■ **Your objective**
Your task is to work out how many lines in the data that follows hold "lens" and to state that number alone.

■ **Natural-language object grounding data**
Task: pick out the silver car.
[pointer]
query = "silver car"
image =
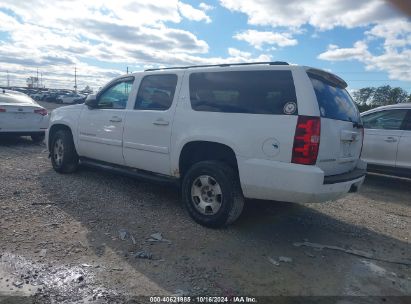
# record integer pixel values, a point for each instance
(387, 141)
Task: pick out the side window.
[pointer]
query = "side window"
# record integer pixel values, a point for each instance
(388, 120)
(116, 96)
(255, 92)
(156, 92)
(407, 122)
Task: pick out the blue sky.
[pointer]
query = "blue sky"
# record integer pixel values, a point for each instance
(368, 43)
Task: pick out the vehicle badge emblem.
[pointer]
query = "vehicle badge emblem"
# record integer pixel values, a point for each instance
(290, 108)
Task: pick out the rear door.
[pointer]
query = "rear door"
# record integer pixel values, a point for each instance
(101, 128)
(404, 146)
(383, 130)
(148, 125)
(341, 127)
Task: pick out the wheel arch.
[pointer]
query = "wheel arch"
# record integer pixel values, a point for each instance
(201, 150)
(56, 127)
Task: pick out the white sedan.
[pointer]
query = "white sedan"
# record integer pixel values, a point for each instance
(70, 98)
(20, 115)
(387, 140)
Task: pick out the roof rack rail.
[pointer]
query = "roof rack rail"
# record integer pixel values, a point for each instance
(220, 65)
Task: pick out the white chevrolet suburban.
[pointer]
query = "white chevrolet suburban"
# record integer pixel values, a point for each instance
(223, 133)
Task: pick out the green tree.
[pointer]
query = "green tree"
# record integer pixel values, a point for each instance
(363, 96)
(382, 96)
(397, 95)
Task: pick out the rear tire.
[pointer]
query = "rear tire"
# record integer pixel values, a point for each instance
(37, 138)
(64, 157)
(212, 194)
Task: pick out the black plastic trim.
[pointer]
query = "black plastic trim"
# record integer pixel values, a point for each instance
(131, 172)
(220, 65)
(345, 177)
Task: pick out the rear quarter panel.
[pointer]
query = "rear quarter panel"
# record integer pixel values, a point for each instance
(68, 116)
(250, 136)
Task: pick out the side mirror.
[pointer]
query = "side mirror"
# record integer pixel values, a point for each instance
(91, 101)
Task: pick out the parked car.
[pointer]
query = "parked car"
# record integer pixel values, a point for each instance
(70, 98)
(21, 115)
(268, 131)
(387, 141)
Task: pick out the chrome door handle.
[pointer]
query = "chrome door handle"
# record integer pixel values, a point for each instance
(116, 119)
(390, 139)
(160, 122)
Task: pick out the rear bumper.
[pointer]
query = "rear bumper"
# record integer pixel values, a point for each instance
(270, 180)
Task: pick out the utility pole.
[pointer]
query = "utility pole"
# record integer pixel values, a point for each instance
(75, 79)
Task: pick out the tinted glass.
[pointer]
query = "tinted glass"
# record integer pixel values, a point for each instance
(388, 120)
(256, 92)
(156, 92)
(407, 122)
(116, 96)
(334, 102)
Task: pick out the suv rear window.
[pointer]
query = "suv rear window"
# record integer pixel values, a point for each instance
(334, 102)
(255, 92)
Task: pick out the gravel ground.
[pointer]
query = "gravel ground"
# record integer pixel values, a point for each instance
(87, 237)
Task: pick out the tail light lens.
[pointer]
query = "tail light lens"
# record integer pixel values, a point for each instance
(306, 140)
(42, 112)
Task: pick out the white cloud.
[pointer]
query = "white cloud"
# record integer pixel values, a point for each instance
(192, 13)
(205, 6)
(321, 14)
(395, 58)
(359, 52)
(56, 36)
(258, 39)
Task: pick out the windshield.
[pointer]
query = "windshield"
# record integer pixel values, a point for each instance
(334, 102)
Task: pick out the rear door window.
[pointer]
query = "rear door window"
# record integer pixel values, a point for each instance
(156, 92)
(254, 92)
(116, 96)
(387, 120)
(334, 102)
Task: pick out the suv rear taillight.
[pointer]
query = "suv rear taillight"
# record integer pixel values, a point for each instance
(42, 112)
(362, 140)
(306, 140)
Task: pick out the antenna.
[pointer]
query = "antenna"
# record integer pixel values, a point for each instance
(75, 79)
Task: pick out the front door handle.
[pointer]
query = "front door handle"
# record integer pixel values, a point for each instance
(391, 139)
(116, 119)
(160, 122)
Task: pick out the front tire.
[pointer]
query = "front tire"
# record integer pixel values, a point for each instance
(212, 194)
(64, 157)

■ **Result**
2